• _WHAT IS REQUIRED_:
Retype the lines of the material below, word for word, from the line with "coat in this photo." to the line with "(1233, 416)", both ends included.

[Raw records]
════════════════
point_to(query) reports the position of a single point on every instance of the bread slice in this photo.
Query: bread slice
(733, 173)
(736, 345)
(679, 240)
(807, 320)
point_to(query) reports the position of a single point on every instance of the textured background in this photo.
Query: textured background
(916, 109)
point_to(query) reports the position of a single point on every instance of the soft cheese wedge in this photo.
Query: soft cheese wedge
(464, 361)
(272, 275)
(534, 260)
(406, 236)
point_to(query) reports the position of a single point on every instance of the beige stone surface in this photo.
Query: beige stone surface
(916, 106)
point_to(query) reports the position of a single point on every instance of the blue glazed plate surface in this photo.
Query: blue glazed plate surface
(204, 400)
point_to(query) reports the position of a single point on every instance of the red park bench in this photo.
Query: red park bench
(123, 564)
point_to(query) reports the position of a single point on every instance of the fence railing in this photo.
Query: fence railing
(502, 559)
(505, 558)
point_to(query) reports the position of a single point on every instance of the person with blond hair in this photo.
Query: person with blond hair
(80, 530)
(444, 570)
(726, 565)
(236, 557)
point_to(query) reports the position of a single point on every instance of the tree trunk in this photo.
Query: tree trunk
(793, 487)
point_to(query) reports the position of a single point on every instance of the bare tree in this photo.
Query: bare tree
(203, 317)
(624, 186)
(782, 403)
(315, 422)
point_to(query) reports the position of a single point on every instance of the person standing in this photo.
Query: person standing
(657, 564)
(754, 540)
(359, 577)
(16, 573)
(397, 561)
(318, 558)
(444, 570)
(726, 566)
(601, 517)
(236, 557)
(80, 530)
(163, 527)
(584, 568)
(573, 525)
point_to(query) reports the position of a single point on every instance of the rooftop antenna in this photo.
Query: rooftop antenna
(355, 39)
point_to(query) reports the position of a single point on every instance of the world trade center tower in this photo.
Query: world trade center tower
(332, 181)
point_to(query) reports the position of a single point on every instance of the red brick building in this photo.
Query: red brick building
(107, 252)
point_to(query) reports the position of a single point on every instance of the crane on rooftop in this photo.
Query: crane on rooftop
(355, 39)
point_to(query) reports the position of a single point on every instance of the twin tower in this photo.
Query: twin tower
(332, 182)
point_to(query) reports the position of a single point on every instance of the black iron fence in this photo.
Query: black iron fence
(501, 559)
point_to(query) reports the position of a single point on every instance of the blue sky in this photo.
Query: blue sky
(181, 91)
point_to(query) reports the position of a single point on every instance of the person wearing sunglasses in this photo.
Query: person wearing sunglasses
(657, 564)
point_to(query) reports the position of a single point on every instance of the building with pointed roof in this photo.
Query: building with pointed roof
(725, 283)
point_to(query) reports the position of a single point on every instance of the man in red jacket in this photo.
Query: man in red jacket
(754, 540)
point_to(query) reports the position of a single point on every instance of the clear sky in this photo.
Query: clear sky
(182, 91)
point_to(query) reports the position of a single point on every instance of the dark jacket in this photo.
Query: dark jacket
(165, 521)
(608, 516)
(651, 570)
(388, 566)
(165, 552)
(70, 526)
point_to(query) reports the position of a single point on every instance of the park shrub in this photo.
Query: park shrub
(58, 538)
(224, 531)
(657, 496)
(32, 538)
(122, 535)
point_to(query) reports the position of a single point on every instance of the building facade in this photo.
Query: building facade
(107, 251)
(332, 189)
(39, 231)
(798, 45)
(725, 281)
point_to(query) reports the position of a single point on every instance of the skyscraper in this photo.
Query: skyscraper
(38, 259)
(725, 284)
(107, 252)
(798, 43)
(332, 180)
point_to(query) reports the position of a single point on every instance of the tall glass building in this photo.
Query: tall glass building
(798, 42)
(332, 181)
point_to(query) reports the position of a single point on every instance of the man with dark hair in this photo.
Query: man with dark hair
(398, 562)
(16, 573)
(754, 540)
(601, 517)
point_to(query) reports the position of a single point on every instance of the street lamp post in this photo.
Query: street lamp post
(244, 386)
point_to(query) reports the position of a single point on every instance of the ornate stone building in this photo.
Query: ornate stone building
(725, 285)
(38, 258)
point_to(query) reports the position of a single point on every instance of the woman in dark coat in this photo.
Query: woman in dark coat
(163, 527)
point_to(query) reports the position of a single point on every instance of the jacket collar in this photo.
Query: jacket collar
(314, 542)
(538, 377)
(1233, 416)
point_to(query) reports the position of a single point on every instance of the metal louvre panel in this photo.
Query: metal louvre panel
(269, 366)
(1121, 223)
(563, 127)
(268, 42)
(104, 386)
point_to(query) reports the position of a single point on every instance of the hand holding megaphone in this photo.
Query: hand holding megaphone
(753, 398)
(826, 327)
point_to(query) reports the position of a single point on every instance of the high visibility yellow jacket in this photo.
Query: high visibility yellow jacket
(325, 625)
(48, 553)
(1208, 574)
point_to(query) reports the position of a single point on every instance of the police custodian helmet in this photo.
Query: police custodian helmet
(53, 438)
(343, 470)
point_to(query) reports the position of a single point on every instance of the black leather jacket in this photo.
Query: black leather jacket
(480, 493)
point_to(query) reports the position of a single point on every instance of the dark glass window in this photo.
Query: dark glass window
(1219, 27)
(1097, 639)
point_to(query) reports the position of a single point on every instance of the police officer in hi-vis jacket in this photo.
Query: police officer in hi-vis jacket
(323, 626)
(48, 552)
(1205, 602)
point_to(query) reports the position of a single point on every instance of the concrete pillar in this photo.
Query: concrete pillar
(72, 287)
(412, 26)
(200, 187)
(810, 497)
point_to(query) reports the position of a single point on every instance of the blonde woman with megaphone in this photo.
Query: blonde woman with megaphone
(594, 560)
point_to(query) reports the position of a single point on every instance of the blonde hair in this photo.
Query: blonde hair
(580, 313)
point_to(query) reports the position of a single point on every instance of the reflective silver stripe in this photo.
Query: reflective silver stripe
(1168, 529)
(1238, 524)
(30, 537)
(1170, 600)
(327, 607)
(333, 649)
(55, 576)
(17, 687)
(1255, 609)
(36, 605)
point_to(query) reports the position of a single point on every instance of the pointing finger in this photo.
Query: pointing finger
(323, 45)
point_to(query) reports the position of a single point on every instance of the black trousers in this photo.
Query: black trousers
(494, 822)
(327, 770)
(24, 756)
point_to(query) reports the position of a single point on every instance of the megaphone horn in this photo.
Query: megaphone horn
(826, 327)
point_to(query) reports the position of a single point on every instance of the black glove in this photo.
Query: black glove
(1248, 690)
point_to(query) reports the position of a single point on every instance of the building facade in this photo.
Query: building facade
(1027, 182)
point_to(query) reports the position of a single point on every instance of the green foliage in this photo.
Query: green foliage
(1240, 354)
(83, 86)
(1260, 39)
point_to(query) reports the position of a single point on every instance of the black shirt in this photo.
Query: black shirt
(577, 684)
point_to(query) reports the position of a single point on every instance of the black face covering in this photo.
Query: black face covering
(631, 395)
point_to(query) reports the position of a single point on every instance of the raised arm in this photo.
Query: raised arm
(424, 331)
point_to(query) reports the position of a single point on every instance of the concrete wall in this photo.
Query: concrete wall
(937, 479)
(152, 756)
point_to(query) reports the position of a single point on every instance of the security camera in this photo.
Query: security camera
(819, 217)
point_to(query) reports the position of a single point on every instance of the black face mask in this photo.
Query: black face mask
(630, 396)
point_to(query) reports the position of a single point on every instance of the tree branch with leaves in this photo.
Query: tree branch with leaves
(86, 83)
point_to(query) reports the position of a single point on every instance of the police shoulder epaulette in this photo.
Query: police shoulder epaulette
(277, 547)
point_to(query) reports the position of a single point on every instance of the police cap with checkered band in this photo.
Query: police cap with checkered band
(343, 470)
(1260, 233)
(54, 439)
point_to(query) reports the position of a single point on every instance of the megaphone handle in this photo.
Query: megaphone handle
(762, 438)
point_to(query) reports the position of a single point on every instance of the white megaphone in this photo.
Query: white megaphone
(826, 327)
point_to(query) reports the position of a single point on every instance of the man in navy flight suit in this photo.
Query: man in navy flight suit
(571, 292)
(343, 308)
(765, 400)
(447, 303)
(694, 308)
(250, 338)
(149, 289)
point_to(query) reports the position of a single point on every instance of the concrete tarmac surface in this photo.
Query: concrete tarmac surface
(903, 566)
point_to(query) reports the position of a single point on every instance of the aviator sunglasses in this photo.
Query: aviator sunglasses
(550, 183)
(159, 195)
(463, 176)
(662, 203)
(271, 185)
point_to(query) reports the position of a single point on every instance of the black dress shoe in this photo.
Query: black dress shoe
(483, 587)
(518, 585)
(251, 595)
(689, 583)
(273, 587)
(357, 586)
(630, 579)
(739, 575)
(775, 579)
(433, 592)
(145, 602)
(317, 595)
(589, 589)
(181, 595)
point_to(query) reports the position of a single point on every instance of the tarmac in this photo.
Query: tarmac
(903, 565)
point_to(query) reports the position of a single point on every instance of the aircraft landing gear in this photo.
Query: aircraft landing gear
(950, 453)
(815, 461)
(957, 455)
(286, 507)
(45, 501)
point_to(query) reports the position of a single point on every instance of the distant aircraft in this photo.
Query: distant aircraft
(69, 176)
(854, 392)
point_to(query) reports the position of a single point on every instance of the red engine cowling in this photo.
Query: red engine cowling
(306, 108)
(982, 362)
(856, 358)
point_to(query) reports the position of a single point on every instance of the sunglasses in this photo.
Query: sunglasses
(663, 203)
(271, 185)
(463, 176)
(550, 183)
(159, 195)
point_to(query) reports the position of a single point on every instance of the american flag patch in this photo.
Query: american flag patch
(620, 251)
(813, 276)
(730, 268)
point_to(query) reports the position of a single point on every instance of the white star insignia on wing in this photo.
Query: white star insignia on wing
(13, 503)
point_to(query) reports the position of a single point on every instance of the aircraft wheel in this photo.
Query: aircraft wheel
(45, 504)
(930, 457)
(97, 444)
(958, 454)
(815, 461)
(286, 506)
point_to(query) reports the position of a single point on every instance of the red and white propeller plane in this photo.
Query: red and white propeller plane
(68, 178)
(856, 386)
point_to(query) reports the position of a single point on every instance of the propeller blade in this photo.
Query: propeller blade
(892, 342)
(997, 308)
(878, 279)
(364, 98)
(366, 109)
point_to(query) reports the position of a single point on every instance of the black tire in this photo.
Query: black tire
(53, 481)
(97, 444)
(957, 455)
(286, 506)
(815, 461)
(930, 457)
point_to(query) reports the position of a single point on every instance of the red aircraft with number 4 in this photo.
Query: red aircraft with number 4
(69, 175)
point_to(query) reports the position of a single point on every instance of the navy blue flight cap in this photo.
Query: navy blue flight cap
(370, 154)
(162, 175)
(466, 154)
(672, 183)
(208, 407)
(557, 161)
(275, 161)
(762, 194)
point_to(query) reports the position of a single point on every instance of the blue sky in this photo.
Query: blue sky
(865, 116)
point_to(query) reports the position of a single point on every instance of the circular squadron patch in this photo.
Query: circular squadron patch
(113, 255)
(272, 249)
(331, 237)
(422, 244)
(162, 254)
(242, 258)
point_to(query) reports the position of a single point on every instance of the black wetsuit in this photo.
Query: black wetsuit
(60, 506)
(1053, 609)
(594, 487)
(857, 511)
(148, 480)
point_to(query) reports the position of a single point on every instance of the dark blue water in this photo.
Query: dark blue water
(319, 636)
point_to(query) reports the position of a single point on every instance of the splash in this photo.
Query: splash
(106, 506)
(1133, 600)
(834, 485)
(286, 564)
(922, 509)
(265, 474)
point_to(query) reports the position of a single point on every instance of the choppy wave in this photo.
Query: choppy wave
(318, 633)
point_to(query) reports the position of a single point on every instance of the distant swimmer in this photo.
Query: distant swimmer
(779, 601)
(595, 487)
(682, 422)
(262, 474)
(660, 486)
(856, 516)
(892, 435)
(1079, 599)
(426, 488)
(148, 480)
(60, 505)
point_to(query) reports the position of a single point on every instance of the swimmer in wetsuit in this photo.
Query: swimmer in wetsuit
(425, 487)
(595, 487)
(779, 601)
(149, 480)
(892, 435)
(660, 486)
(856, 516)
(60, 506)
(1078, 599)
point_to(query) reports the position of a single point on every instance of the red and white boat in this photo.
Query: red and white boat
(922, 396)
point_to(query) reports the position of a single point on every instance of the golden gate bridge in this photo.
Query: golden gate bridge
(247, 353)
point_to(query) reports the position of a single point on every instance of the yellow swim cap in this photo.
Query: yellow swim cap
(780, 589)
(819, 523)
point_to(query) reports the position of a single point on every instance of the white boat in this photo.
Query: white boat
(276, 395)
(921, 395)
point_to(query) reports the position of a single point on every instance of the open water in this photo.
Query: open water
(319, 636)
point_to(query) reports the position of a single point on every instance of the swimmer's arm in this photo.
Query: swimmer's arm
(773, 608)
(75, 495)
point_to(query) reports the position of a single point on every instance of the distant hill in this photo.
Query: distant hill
════════════════
• _FINISHED TASK_:
point_to(query) reports the position of a single point on every instance of the woman in dark coat in this photo.
Query: woman in dark coat
(163, 527)
point_to(query) reports the position of a single point on every instance of the jacket collar in this photo.
Query: jacket collar
(314, 542)
(538, 377)
(1233, 416)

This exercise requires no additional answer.